§ **Exercise instructions**: Search each line of the data for the word "black"; copy every line where it is found.

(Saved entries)
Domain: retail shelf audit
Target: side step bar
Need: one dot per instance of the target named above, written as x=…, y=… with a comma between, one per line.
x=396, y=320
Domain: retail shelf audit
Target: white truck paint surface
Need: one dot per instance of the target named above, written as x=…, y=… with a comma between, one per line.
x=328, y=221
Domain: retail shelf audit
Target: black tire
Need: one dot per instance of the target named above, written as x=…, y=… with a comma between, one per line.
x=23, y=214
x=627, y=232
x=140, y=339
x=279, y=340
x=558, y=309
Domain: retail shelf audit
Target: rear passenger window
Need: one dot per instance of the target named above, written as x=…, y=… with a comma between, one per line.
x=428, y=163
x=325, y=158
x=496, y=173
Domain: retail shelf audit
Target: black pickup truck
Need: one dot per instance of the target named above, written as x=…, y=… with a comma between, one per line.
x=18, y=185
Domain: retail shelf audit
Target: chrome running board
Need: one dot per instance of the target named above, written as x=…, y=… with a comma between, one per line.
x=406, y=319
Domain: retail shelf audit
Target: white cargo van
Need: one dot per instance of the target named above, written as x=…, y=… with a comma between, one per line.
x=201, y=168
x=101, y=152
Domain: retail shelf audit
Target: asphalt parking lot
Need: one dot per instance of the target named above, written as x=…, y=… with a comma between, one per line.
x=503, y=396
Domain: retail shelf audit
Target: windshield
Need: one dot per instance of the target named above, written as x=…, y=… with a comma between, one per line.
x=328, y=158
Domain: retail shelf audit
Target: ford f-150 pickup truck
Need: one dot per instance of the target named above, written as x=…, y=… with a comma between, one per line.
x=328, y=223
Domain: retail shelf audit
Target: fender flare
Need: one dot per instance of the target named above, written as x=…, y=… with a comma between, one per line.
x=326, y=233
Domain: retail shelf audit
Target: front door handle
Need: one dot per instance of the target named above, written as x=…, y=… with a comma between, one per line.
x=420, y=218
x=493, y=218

§ **Solution to this task**:
Target: black tire
Target: black pickup truck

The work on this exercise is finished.